## INSTRUCTIONS FOR THE TASK
Below is a listing; copy all of it exactly.

━━━━━━

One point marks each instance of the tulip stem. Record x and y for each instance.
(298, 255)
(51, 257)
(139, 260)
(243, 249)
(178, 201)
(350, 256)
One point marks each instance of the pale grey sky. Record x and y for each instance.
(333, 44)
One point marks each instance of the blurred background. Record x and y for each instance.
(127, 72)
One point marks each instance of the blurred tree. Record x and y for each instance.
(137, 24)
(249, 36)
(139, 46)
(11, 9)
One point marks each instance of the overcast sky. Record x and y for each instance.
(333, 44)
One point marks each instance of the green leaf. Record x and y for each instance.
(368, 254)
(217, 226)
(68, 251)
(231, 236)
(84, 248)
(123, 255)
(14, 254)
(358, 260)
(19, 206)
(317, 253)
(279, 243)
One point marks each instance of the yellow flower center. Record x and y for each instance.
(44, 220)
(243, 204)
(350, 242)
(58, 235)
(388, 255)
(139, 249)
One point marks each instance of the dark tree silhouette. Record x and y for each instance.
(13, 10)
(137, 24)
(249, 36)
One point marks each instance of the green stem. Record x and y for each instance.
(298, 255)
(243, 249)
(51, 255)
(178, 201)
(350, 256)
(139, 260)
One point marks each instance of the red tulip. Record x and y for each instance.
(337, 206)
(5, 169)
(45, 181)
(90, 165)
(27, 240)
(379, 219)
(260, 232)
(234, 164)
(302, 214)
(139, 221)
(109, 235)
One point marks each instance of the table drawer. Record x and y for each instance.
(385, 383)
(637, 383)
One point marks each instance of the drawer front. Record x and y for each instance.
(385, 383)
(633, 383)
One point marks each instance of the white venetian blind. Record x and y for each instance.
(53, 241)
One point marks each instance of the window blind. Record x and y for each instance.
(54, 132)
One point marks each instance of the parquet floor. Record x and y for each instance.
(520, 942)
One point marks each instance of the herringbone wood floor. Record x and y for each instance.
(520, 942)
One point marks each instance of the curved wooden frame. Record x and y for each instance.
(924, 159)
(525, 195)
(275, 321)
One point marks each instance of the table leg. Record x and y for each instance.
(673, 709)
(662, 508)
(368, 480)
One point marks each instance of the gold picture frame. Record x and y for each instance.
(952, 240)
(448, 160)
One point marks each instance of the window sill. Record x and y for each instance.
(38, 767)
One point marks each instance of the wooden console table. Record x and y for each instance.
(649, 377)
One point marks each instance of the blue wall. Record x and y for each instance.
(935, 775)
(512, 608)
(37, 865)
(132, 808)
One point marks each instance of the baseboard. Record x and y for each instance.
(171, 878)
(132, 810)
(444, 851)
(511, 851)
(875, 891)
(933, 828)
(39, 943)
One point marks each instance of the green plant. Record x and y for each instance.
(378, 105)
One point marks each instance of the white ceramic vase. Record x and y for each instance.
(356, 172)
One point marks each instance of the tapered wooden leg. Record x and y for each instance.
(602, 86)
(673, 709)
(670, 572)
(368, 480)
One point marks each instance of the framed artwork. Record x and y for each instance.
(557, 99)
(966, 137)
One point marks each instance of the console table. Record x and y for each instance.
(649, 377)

━━━━━━

## RESPONSE BOX
One point marks each instance of the tulip stem. Record x and y for each instance.
(298, 255)
(51, 257)
(139, 260)
(243, 249)
(178, 201)
(350, 256)
One point marks each instance of the pale grey sky. Record x and y for each instance.
(333, 44)
One point marks each instance of the blurred background. Record x and y for each instance.
(127, 72)
One point marks each instance of the blurred tree. Record x and y for each instance.
(137, 24)
(249, 36)
(139, 46)
(11, 9)
One point marks each instance of the overcast sky. Record x and y for each instance.
(333, 44)
One point marks each instance of the green leaf. Record x and y for each instance.
(368, 254)
(217, 226)
(68, 251)
(231, 236)
(84, 248)
(123, 255)
(14, 254)
(358, 260)
(19, 206)
(317, 253)
(279, 243)
One point marks each instance of the yellow flower center. Record x and y for each instance.
(44, 220)
(243, 204)
(350, 242)
(58, 235)
(388, 255)
(139, 249)
One point marks each instance of the dark tree silhouette. Record x and y for each instance.
(13, 10)
(137, 24)
(249, 36)
One point marks each instance of the green stem. Record x and y for each instance.
(298, 255)
(243, 249)
(51, 255)
(178, 201)
(350, 256)
(139, 260)
One point marks each instance of the red tulip. Record x and y for each instance.
(337, 206)
(5, 169)
(45, 181)
(90, 165)
(27, 240)
(379, 219)
(260, 232)
(234, 164)
(302, 214)
(139, 221)
(109, 235)
One point marks each instance of the table drawer. Record x and y for each instance.
(385, 383)
(637, 383)
One point marks each instance of the drawer front. Record x and y for each instance.
(385, 383)
(633, 383)
One point marks each instance of the white venetian blind. Record x and y for each instance.
(53, 241)
One point marks each instance of the window blind. Record x and y for each instance.
(54, 132)
One point marks each instance of the parquet floor. Record x and y for each instance.
(520, 942)
One point marks each instance of the herringbone wood floor. Record x and y for each instance.
(520, 942)
One point marks each instance of the curved wooden frame. Record x and y for each instance.
(924, 159)
(525, 195)
(275, 321)
One point marks each instance of the table leg. Record x and y for each instance.
(673, 709)
(662, 508)
(368, 480)
One point marks each instance of the gold picture frame. Record x and y for each instance.
(952, 240)
(448, 160)
One point marks each instance of the window sill. Record x and y for each instance.
(38, 767)
One point marks each instance of the wooden console table. Record x and y for each instance.
(649, 377)
One point marks each instance of the blue wall. Record x and y for each instance.
(935, 775)
(512, 608)
(37, 865)
(132, 808)
One point marks each instance of the baseboard. Record x and y for each instance.
(171, 878)
(132, 810)
(444, 851)
(511, 851)
(875, 891)
(933, 828)
(39, 943)
One point marks each instance of the green plant. Record x and y for each instance.
(378, 105)
One point marks each instance of the white ceramic vase. Record x and y for each instance.
(356, 172)
One point marks each instance of the tapered wooden leg. Record x and y for each instance.
(602, 86)
(673, 709)
(670, 572)
(368, 480)
One point marks each instance of the framed artwork. Record x and y for each instance.
(557, 99)
(966, 137)
One point marks each instance of the console table. Record x and y for each instance.
(649, 377)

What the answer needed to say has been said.